Input for this task.
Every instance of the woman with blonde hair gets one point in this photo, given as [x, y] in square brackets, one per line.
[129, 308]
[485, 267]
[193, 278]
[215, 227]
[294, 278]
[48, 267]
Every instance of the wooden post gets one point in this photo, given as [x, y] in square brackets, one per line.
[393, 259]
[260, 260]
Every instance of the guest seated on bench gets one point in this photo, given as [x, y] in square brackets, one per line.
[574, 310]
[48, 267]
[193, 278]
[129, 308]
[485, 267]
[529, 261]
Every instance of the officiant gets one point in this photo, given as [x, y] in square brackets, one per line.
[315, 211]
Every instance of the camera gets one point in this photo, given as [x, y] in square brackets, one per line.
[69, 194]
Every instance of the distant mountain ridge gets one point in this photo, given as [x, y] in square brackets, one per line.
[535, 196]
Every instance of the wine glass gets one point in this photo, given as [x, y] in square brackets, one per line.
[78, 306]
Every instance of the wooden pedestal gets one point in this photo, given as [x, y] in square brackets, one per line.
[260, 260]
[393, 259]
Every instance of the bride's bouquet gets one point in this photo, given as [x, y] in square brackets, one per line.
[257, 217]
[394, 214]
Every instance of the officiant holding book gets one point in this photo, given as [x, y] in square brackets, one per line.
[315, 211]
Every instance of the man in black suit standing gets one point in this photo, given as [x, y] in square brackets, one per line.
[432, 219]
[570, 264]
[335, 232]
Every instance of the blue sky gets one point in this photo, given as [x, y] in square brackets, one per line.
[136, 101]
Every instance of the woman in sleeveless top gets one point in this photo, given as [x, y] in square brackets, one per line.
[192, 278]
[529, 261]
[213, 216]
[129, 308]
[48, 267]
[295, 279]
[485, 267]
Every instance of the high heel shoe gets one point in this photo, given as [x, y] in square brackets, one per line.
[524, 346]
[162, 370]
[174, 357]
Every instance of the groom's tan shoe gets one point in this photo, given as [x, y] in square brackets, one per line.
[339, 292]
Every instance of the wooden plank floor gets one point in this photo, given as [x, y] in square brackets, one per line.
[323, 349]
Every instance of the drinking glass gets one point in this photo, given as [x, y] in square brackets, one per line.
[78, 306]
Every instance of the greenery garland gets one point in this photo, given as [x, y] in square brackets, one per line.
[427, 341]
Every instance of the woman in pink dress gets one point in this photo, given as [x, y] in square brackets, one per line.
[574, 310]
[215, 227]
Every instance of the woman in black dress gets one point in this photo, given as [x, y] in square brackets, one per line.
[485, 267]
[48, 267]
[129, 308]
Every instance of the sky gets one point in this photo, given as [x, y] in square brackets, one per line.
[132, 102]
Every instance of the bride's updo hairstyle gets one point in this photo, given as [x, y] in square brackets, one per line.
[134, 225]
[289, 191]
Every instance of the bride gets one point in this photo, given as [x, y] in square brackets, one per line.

Problem details. Your reply should hold all the entries, each repeated without a single change.

Task output.
Every instance of the woman with blonde hair gets one point in this photo, given as [x, y] in square brackets, one per line.
[129, 308]
[485, 267]
[193, 278]
[215, 227]
[294, 278]
[48, 267]
Every instance of the wooden post gets one point in this photo, given as [x, y] in square brackets, one per line.
[393, 259]
[260, 260]
Every instance of the guest seated on bench gets one point in this photo, given as [x, y] in square brackets, one per line.
[574, 310]
[48, 267]
[193, 278]
[129, 308]
[485, 267]
[529, 261]
Every instance of the officiant gets one point in this photo, given as [x, y] in square brackets, one per line.
[315, 211]
Every instance of the camera gets one point in this photo, given as [x, y] in square brackets, one per line.
[69, 194]
Every instance of the distant mountain ridge gets one point in this photo, given as [x, y] in square brackets, one per line.
[535, 196]
Every instance of the wine glass gets one point in this photo, given as [x, y] in square brackets, one per line.
[78, 306]
Every instance of the wooden pedestal gets one point in this photo, given as [x, y] in square brackets, one per line.
[260, 260]
[393, 259]
Every instance of the bride's bouquet gets one point in this photo, given as [x, y] in square brackets, one per line.
[257, 217]
[394, 214]
Every instance of the officiant holding book gets one point in this photo, given as [x, y] in square brackets, one per line.
[315, 211]
Every instance of the man in black suit standing gets one point in this photo, given as [x, y] in square brackets, one per line.
[432, 219]
[570, 264]
[335, 232]
Every instance of the blue sky gets one point in this photo, given as [x, y] in square brackets, one per line.
[136, 101]
Every instance of the woman in sleeveless top gets one point in this photo, given as [x, y] in square brackets, one per line.
[192, 278]
[529, 261]
[213, 216]
[129, 308]
[48, 267]
[295, 279]
[485, 267]
Every instance of the high heel shoe gets one point in this photo, given as [x, y] in square brackets, one per line.
[524, 346]
[162, 370]
[174, 357]
Every instance of the groom's tan shoe gets one point in this photo, given as [x, y] in square brackets, one per line.
[339, 292]
Every instance of the wooden plank floor gets one point in this photo, given as [x, y] in square brackets, one per line.
[323, 349]
Every instance of the drinking glass gets one point in this photo, given as [x, y] in square brackets, one per line.
[78, 306]
Every instance of the greenery garland gets one point in this photo, given as [x, y] in square brackets, one per line.
[427, 341]
Every instance of the woman in pink dress gets one point in this photo, given as [x, y] in square brackets, one per line.
[574, 310]
[215, 227]
Every instance of the woman in black dress gets one point in this photo, given as [x, y] in square brackets, one per line.
[485, 267]
[48, 267]
[129, 308]
Every instance of the sky gets one point in this photo, given as [x, y] in square brackets, one per line.
[132, 102]
Every instance of the bride's updo hairstyle gets one point in this photo, given as [x, y] in square brackets, one per line.
[134, 225]
[289, 191]
Every instance of the bride gets one point in this photo, given as [x, y] in square brackets, one per line.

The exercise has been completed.